# [WHAT TO PRODUCE]
Each line with the word "that" must appear in the answer, copied from the records.

########################################

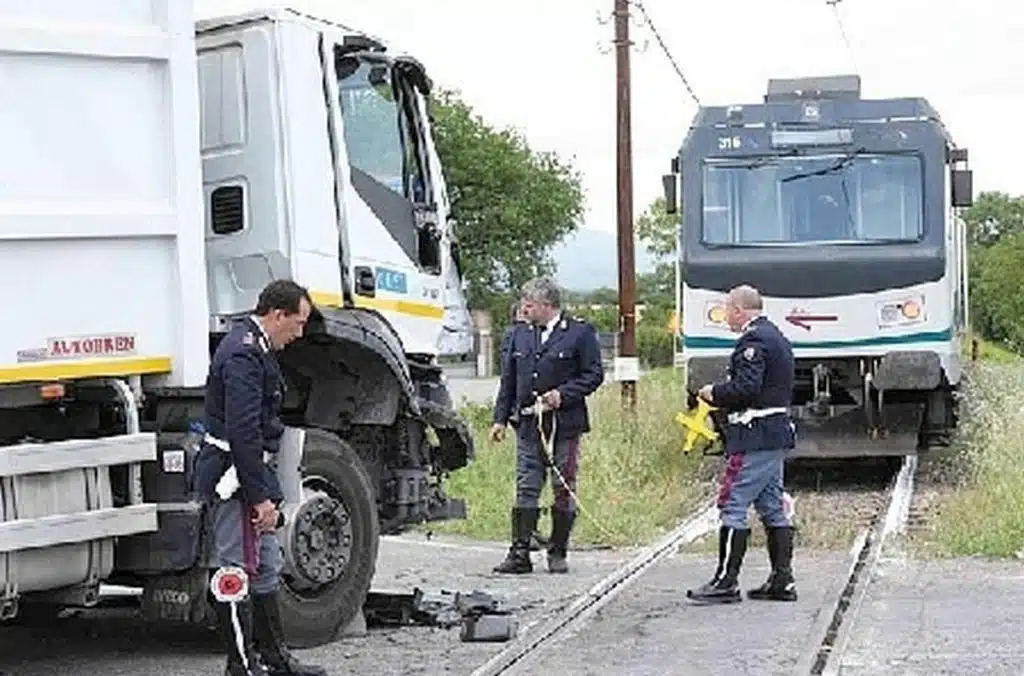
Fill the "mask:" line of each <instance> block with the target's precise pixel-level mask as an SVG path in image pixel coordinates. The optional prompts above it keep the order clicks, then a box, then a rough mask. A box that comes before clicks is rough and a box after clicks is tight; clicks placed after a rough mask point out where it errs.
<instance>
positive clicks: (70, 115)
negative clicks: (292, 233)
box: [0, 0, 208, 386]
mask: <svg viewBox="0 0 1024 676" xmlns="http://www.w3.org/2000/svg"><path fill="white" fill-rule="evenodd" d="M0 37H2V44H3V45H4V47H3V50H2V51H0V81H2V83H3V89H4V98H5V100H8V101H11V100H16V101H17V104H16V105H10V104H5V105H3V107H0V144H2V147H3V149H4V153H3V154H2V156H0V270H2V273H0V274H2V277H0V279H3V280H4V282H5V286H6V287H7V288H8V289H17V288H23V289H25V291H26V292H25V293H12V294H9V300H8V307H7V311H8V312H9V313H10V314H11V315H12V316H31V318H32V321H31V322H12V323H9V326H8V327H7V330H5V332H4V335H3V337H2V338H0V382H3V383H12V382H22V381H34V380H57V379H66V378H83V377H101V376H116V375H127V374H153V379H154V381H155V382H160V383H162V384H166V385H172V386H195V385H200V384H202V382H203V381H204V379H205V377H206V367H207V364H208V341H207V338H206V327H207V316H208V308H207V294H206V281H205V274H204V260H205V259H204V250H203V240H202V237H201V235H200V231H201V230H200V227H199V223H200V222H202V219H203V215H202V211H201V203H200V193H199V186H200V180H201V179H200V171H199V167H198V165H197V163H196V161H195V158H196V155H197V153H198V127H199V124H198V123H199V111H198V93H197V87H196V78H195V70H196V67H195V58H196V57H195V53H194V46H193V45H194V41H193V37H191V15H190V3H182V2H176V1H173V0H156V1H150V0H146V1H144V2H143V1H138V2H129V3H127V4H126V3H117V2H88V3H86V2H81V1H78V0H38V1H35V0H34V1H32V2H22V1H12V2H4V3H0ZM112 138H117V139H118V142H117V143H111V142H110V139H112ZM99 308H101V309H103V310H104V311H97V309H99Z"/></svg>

########################################

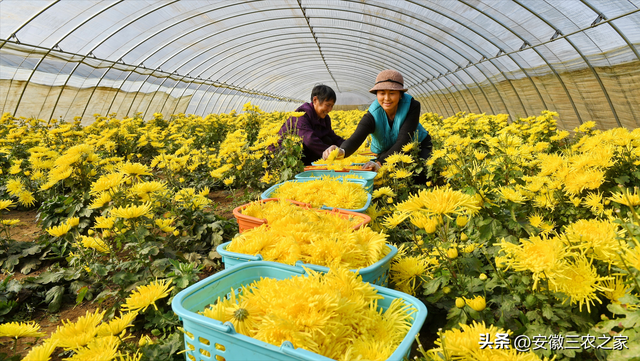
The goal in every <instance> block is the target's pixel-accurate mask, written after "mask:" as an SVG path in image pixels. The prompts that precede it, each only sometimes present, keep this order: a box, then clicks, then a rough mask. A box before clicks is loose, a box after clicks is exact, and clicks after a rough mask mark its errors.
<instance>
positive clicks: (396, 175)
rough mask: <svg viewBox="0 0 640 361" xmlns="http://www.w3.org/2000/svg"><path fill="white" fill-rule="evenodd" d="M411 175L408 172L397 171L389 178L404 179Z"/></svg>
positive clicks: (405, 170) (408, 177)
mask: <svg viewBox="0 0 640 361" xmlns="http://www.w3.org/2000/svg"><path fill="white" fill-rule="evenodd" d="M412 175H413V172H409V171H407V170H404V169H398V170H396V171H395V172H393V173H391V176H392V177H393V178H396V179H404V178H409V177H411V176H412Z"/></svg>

########################################

# [FINISHED TASK]
Fill the "mask:" line of each <instance> block with the target's precise pixel-level mask as an SVG path in image pixel coordinates. The optional prompts above it keep the order clicks, then a box, then a rough mask. A box that comes before clicks is rough and a box after clicks is tight; clicks placed after a rough mask point out where it errs.
The goal in every <instance> block is the target's pixel-accurate mask, written after "mask:" as an SVG path in image pixels. The prompts that precede it, each only sometimes present, keep this order: a box, then clicks, then a rough mask. A box before clicks is loose, a box after clicks is exact, and clicks after a rough mask mark its errors.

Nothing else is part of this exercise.